En ce jeudi 2 février 1899, jour de Chandeleur*, les curieux, dont un prêtre du diocèse de Paris, se pressent nombreux vers la Tireuse (actuel quartier du Plessis) à Yzeure chez les Pinaud. C’est devenu un rituel à chaque fête mariale. En effet, madame Pinaud est sujette à des crises extatiques au cours desquelles elle voit la Sainte Vierge, vêtue de blanc, et souvent le Christ, drapé de rouge, avec ses plaies aux mains et aux pieds.
Les Pinaud et leurs deux fillettes, Marie et Rosalie, habitent une métairie de deux pièces. Sur la cheminée de la chambre est disposée une multitude d’objets religieux. Anne Pinaud subit ces visions dans son lit d’où elle prononce d’une voix monocorde des prédictions toutes plus inquiétantes les unes que les autres.
Le phénomène a, de loin, dépassé les frontières de l’agglomération moulinoise. En effet, déjà, en février 1897, en plus du Radical de l’Allier, plusieurs journaux nationaux le relatent, tels le Petit Parisien, La Charente, la Gironde ou la Lanterne.
Anne Pinaud, 28 ans, est décrite comme chétive et anémique. Alitée dans son obscure petite chambre, les traits tirés, le regard fixe, elle prend la parole pour expliquer à l’assistance ce qu’elle voit :
Une grande plaine de sable (parabole de la plaie qu’est l’incrédulité universelle, source de tous les maux de l’humanité) avec en son milieu un îlot de verdure (symbole des âmes des croyants qui sauveront de l’enfer les grands pêcheurs). « La France demeurera debout, grande et forte, au milieu des nations vouées à la ruine et à la stérilité. »

● Consigne: Pouvez-vous recopier fidèlement le passage du texte sur les visions d'Anne Pinaud, de « En ce jeudi » à « et aux pieds. » ? Les entrées n'interviennent en rien dans ce travail.

● Données extraites:
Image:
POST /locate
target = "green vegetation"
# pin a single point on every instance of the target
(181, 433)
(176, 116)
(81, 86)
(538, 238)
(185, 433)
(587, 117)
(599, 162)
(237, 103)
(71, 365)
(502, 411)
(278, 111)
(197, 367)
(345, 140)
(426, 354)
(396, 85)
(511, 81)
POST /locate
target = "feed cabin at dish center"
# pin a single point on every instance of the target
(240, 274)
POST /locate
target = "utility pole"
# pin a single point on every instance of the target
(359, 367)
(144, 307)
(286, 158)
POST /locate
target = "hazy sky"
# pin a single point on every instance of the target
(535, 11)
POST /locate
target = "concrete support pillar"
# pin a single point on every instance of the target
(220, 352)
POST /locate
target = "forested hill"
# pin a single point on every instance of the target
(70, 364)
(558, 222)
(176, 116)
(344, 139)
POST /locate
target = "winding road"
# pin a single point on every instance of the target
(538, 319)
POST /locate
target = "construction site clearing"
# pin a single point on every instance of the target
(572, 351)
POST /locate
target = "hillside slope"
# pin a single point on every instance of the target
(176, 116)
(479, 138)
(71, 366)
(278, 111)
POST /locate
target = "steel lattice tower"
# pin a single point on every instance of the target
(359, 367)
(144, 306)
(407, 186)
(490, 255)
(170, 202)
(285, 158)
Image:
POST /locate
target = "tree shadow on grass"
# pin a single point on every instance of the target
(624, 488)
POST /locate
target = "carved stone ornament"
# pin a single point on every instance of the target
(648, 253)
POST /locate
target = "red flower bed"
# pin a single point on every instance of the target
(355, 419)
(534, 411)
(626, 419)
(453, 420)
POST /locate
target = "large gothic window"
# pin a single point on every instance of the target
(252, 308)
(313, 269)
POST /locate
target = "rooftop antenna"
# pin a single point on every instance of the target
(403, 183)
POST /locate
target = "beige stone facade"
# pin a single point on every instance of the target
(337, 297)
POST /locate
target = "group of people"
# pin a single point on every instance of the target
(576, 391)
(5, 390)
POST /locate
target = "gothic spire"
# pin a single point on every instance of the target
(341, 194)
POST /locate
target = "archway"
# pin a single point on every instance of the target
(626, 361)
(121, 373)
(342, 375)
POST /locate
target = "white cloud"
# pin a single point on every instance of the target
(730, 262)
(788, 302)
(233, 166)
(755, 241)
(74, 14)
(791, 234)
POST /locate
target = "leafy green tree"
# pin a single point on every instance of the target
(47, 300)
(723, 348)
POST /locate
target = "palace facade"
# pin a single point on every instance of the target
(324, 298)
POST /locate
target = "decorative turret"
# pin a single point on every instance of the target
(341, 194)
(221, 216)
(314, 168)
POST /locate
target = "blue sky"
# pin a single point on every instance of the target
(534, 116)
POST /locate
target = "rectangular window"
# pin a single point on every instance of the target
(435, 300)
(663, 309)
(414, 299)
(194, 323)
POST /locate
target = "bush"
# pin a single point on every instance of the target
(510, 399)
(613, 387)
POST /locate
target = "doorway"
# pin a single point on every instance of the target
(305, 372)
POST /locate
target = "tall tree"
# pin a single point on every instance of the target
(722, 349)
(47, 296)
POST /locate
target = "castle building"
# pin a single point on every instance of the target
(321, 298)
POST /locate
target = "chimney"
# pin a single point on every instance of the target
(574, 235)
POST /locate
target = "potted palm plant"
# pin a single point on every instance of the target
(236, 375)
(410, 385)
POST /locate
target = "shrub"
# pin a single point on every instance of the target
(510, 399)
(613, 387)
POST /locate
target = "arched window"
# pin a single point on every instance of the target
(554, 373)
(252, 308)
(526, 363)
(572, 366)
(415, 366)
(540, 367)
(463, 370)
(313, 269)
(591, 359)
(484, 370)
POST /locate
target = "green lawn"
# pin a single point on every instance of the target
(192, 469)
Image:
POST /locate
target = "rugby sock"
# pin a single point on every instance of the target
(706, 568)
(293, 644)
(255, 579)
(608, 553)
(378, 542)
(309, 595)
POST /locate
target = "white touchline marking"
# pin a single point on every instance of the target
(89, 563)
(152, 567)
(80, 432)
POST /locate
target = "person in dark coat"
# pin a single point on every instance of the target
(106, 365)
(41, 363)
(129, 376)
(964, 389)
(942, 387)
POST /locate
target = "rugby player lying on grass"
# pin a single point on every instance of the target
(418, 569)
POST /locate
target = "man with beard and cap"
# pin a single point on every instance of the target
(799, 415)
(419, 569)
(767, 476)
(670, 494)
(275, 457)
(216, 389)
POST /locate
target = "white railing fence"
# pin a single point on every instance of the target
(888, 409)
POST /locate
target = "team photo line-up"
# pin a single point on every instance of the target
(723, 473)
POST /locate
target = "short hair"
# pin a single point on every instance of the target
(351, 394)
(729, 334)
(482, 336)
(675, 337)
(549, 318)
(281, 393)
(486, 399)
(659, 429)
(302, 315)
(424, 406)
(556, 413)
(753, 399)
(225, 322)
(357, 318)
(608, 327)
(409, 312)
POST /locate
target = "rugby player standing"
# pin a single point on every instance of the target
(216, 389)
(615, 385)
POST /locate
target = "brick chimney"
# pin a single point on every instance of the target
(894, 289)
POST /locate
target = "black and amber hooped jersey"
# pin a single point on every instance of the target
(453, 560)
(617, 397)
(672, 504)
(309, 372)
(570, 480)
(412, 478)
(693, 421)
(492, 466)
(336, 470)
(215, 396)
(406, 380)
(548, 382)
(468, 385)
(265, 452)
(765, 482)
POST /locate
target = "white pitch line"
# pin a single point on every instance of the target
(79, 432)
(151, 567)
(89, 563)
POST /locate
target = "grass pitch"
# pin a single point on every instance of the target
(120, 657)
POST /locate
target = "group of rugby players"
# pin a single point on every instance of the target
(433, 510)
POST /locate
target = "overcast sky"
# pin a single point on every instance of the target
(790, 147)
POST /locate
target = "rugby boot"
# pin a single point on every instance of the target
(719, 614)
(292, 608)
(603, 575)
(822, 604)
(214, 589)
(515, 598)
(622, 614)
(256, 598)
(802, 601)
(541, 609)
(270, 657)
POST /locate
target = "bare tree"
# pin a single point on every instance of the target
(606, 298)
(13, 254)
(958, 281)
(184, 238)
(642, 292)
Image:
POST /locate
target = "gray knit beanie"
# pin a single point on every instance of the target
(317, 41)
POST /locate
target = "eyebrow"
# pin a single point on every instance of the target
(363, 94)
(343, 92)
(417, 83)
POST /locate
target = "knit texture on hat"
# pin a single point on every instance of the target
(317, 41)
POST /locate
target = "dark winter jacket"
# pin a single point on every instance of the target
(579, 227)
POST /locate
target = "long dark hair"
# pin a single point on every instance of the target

● Réponse attendue:
En ce jeudi 2 février 1899, jour de Chandeleur*, les curieux, dont un prêtre du diocèse de Paris, se pressent nombreux vers la Tireuse (actuel quartier du Plessis) à Yzeure chez les Pinaud. C’est devenu un rituel à chaque fête mariale. En effet, madame Pinaud est sujette à des crises extatiques au cours desquelles elle voit la Sainte Vierge, vêtue de blanc, et souvent le Christ, drapé de rouge, avec ses plaies aux mains et aux pieds.